| Linhas de dados |

====

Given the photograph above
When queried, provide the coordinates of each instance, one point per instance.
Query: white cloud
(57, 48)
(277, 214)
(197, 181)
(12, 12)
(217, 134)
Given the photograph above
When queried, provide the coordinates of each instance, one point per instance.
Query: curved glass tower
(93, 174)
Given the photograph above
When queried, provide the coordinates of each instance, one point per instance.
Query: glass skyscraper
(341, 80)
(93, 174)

====

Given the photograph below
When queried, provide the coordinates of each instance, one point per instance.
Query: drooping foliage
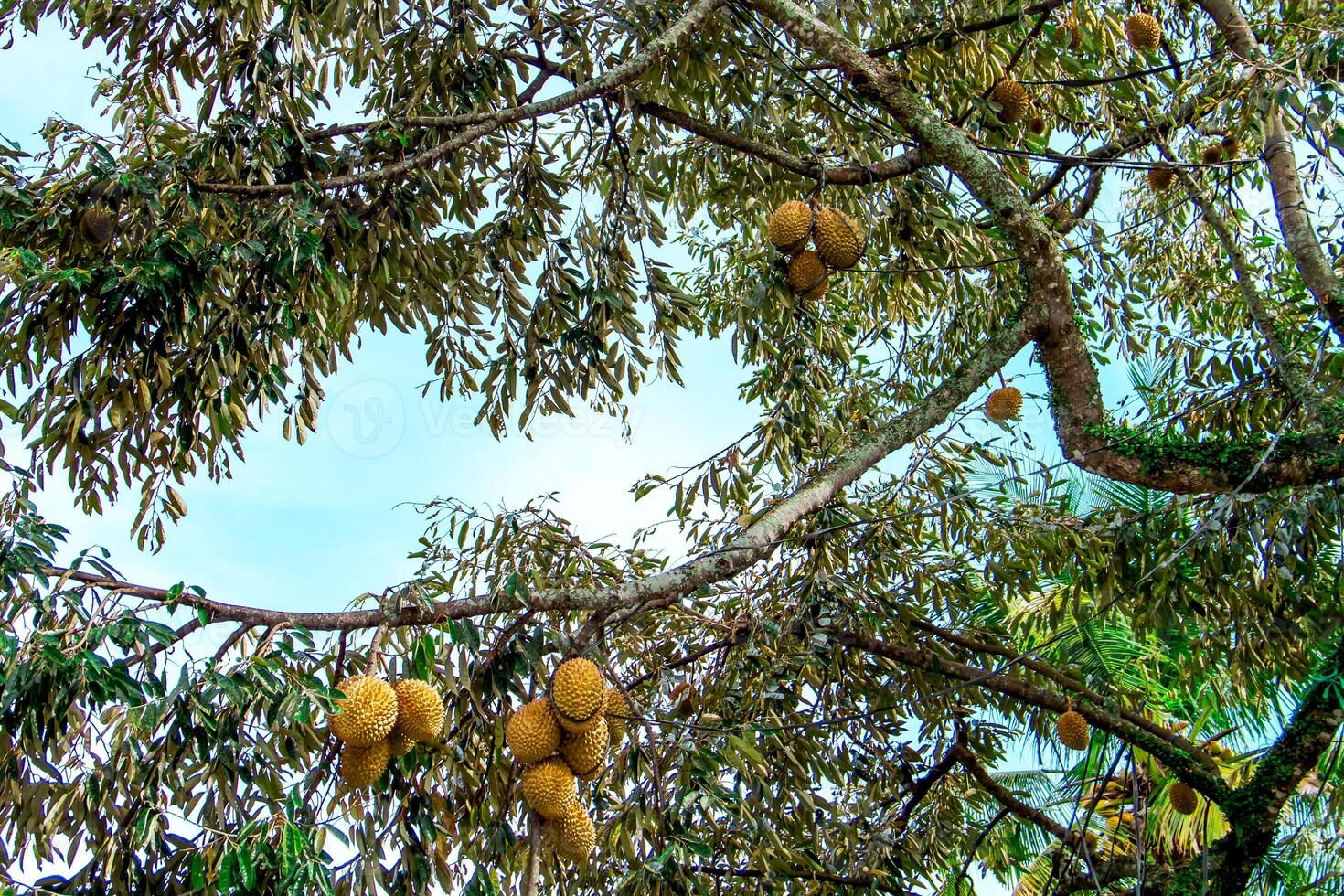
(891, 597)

====

| Objetivo |
Localize nos dados acima todas as linhas em que aparece a palavra "glass" e copie cada uma delas.

| Resposta abaixo |
Query: curved glass tower
Query: glass skyscraper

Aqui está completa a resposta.